§ **PAGE EXCERPT**
###

Finding Home in The Body
The Body is our home, but we don’t live there Thérèse Bertherat 1976
In my early teens I read a lot of books about spirituality, shamanism and mysticism, religions and personal development methods of all kinds. My shelf was full to the brim with the exotic names and ideas of Gurdjieff, Castaneda and Steiner. I collected books about Zen, Kabbalah and Yoga and was exposed to Shiatsu, Reiki and Meditation.
I lived in a tiny Kibbutz in northern Israel and during the mid 70’s these ideas were rather new and exciting and very few people there shared the same weird interests. Amongst our selves ‘special’ books started circulating creating a flourishing little underground, which brought me in touch with fascinating new ideas and insights.
These books, authors and ideas shaped my life and ever since have opened some questions that are still with me today. An especially thought provoking idea came from a rather short but very impressive passage by a French therapist called Thérèse Bertherat. In her book “The Body has its Reasons” she wrote that “our body is a home for us, but we do not live there”.

###

§ **ACTIVITY LIST**
1. List every person named in the passage on finding home in the body.
2. Please duplicate the stretch of the passage on finding home in the body from "I lived in a" through "ideas and insights.".

###

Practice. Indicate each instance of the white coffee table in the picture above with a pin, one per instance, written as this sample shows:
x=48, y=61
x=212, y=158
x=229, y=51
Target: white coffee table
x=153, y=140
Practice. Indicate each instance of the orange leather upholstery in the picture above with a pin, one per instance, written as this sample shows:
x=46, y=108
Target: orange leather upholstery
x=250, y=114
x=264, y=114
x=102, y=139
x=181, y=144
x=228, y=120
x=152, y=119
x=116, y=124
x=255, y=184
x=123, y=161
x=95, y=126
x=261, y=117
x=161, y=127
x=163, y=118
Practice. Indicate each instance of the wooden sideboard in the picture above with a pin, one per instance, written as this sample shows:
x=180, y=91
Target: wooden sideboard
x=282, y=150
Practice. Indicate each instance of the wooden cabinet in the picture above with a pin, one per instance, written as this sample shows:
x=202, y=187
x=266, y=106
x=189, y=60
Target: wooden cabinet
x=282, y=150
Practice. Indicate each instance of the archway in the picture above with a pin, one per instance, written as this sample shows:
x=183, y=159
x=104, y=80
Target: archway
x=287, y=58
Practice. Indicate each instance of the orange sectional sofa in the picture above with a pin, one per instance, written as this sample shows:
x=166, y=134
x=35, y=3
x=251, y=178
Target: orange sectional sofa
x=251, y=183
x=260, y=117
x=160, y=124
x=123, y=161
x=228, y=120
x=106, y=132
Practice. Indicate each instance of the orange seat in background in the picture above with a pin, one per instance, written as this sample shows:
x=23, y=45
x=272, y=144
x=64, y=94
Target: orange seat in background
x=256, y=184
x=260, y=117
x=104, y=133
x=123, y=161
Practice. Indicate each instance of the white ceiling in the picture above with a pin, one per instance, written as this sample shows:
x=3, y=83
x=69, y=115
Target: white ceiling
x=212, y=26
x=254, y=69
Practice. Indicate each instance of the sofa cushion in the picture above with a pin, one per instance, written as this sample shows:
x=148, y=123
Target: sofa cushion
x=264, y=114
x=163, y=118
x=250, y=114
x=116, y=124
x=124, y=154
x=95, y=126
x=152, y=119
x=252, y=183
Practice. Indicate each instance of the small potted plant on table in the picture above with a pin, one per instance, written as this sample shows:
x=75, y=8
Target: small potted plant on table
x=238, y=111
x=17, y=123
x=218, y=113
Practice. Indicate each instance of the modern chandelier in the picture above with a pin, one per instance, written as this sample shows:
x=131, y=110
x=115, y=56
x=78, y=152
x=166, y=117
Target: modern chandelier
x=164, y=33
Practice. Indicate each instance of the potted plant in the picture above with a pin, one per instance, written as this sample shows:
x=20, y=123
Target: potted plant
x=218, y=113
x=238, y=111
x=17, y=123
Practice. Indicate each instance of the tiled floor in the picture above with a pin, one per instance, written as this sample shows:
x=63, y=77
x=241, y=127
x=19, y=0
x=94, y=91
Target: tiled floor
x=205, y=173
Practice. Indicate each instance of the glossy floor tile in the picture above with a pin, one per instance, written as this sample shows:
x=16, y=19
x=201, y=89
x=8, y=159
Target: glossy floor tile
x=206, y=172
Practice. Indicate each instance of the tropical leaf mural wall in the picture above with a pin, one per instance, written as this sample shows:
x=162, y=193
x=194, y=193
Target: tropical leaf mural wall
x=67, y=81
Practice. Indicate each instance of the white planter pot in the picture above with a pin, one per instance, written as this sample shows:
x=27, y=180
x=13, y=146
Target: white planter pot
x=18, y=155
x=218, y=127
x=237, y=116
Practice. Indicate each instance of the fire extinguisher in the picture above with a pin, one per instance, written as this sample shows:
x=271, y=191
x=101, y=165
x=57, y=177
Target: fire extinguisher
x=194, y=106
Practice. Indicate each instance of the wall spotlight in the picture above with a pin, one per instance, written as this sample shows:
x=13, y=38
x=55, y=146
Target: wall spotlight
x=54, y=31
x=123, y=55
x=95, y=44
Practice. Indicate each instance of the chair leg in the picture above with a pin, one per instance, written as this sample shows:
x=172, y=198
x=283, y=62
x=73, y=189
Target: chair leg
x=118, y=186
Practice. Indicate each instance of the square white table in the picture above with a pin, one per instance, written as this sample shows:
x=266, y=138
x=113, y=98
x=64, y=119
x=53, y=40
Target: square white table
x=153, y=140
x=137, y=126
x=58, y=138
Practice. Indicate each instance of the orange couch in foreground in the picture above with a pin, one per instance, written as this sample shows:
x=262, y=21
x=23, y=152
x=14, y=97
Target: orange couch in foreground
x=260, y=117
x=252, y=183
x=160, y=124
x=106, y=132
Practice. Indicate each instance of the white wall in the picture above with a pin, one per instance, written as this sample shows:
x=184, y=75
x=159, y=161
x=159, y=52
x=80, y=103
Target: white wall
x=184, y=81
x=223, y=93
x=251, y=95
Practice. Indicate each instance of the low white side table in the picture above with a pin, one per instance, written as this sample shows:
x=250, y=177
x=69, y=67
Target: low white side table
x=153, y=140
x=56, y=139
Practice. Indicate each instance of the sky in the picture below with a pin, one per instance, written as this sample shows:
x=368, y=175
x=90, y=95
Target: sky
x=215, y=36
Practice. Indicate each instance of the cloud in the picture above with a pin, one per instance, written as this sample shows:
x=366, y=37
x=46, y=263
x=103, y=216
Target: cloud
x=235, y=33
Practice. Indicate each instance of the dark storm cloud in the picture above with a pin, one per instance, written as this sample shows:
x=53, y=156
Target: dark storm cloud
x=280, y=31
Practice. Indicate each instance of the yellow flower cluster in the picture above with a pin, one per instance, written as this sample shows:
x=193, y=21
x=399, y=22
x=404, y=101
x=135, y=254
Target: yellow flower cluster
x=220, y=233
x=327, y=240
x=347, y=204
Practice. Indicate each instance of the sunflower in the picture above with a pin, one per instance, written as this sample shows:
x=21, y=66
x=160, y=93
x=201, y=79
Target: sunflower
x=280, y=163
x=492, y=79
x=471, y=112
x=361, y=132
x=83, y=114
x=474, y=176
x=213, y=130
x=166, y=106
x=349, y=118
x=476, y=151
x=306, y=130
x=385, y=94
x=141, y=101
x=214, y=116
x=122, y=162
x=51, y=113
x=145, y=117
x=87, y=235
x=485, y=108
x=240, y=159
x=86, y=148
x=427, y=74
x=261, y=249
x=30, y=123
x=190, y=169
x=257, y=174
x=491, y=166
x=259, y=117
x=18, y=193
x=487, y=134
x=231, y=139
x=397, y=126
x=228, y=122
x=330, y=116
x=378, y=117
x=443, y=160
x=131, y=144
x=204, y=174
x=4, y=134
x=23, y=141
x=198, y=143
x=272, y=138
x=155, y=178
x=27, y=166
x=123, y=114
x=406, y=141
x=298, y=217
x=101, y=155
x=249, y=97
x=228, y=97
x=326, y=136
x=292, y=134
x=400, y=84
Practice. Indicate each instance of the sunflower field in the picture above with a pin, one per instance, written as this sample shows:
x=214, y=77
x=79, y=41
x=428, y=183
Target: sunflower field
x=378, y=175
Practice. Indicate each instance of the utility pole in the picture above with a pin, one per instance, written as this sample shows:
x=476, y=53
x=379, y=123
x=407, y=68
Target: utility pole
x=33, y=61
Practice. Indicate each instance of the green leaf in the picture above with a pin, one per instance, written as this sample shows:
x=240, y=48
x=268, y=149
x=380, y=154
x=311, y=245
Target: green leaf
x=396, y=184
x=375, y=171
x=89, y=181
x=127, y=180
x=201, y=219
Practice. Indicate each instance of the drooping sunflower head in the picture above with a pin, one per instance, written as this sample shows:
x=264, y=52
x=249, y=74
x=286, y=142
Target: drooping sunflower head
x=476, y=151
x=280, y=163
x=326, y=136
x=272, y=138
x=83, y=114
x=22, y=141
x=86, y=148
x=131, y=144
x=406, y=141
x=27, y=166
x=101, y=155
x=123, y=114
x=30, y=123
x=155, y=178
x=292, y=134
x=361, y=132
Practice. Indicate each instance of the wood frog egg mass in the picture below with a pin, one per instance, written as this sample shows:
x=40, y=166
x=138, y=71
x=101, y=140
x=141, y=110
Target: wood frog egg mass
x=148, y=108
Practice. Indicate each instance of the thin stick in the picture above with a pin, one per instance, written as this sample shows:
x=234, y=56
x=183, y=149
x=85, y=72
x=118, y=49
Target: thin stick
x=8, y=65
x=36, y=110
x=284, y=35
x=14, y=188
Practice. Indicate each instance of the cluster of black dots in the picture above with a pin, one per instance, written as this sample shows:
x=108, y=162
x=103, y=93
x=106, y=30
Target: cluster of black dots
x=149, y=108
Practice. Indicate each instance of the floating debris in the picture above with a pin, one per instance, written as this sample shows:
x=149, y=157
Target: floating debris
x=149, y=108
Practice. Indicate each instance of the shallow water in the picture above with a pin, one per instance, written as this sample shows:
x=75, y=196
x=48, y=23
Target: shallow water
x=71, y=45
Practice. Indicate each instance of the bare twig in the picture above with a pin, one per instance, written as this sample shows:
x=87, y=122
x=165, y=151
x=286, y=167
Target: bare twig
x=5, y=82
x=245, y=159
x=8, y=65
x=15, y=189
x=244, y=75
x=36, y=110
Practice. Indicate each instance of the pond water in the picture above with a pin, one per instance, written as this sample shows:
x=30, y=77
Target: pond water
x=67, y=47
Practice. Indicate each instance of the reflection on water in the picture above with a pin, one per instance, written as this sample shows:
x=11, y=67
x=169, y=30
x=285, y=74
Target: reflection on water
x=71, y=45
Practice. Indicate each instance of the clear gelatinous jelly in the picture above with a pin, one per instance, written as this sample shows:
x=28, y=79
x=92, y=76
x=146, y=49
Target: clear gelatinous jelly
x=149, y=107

###

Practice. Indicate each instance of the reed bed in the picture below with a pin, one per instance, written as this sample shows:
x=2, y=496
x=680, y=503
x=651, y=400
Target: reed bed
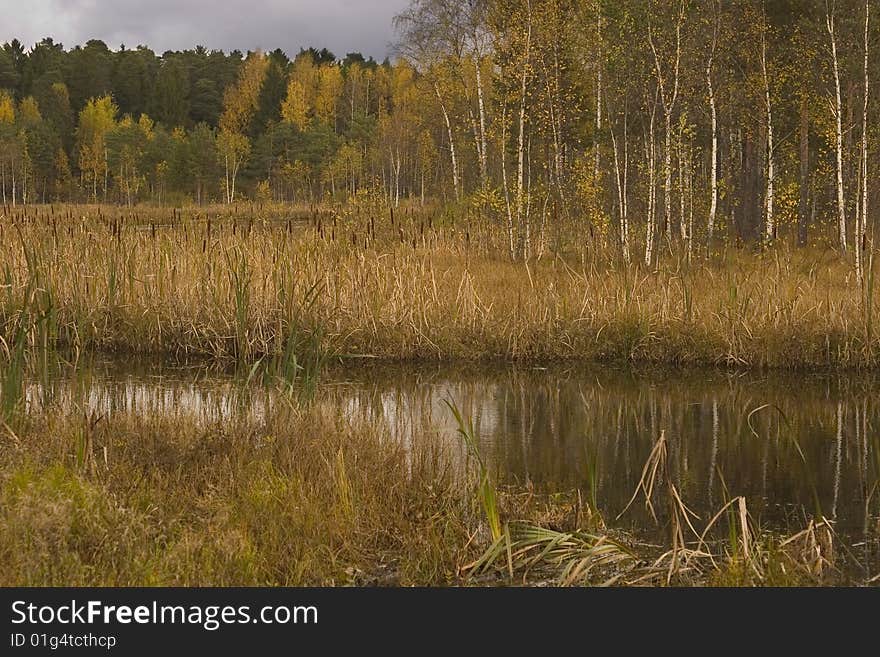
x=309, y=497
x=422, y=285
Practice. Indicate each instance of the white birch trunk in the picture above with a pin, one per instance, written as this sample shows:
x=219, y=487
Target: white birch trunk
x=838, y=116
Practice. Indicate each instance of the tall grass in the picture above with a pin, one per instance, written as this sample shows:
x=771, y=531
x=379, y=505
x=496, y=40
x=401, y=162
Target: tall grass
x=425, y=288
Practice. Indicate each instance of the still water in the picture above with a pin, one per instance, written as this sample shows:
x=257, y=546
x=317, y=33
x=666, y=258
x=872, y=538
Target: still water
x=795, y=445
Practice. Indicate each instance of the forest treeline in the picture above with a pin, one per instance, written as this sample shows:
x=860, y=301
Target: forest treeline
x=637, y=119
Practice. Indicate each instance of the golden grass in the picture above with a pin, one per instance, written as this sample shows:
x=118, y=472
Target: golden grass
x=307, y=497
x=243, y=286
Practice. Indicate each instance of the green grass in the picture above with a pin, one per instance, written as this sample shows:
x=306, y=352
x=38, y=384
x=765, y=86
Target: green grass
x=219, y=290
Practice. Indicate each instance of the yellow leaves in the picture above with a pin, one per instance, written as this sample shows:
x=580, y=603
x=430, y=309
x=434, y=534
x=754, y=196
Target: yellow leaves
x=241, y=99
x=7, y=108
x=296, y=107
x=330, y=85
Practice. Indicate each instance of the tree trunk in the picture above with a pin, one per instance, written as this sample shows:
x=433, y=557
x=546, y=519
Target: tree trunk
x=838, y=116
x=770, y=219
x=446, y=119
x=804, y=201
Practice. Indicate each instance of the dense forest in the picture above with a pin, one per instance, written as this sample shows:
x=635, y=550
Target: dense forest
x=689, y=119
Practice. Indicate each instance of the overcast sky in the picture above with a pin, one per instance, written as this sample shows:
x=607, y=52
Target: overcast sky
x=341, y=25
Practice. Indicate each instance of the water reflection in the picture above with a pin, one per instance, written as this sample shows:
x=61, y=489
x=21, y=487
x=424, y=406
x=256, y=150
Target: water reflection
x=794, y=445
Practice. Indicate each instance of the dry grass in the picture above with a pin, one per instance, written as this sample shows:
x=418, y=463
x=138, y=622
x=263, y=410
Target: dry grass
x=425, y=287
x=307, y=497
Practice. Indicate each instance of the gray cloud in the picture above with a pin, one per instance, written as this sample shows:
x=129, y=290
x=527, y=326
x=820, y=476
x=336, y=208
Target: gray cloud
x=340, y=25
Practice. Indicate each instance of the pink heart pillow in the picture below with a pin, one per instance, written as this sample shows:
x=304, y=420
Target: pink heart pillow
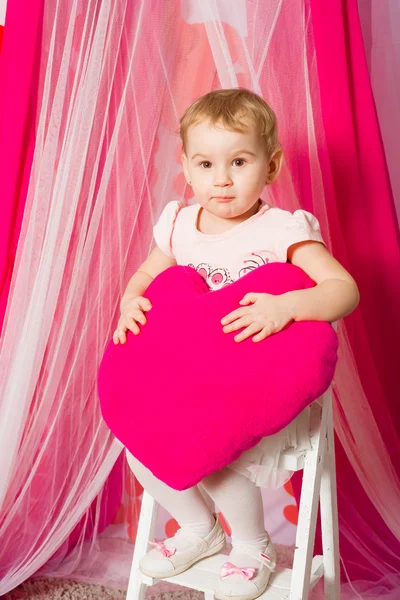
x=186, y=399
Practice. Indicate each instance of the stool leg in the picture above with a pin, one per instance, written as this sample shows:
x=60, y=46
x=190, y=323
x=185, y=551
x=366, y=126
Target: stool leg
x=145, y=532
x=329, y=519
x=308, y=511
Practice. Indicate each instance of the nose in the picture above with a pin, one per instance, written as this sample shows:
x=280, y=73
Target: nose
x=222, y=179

###

§ **ANSWERS GIVEN**
1.
Thérèse Bertherat
Gurdjieff
Castaneda
Steiner

2.
I lived in a tiny Kibbutz in northern Israel and during the mid 70’s these ideas were rather new and exciting and very few people there shared the same weird interests. Amongst our selves ‘special’ books started circulating creating a flourishing little underground, which brought me in touch with fascinating new ideas and insights.